━━━━━ Excerpt ━━━━━

To: <s-acc@yahoogroups.com>
From: "Andrew Phelps" <starfish@northcoast.com>
Date: Sat, 13 Feb 2010 00:24:00 -0800
Subject: [s-acc] Re: cognitive error
Abc:
What I mean by 'cognitive error' relates to the ideation that precedes the scientific method, specifically Francis Bacon's
theory of inductive reasoning. Bacon recognizes four kinds of "illusions" (he calls them 'idols') which typically go with the practice of induction ("seeking truth from facts"). Roughly they relate to what today we'd call "what you had for breakfast," "what people are currently talking about," "discriminatory attitudes (such as nationalism, racism, sexism, heterosexism, and so forth)" and "philosophical fixations" ["Idols of the cave, the market, the nation, the theater"].When Descartes developed the scientific method, he made some obvious 'cognitive errors' (fell into "illusions"). Not just his notion that men are objective and women are subjective.
:-( Or his conception of "nature" v. "nurture." In order to do (actual) science, one needs to break through the "illusions" - he didn't. [The analogy is to the "philosopher's stone" which explains substances in alchemy, and how chemistry involves a breakthrough of that illusory way of thinking.]Giambattista Vico 1668-1744 was a Neapolitan professor of rhetoric who really pulled together this criticism. He actually developed an approach to "social science" based on his critique (The New Science, 1744). Folks like Shotter have come around to realize this; at Emory Univ. in Atlanta you can visit the
Vico Institute (I have).The main elements of this critique appear in various places and it's Foucault's "archaeology of knowledge," which involves much of this critique, that led him to analyze the "social relation of the clinic" in terms of the "gaze" question.

━━━━━

_Exercise requirements_:
1. Answer these questions from the post on cognitive error:
(a) How many kinds of "illusions" does Bacon recognize?
(b) What subject did Giambattista Vico teach?
(c) At which university can the Vico Institute be visited?
2. Carry on the post about cognitive error and the scientific method from its last sentence.

━━━━━ Data listing ━━━━━

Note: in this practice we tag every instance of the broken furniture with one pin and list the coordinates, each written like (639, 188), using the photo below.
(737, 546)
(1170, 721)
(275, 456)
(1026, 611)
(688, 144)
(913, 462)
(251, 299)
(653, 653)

━━━━━

_Outputs for the tasks_:
1.
(a) Four.
(b) Rhetoric.
(c) Emory University in Atlanta.

2.
For us, practically, we can know what the general lines of the "illusion" or in Xzb's terms "Jericho tumble" are, but we can't readily build the "new science." What we can do is integrate with that critique as best we can, and move forward in coordination with it, in coordination with the slow process of the ripening of the authentic formulation of "social science."
Andrew Phelps

Abc wrote:
And what... is a 'cognitive error'...?
In my own professional activity, I teach statistics knowing that the assumptions underlying "hypothesis testing" go back to the cognitive errors that render the present practicum of 'social science' pre-scientific.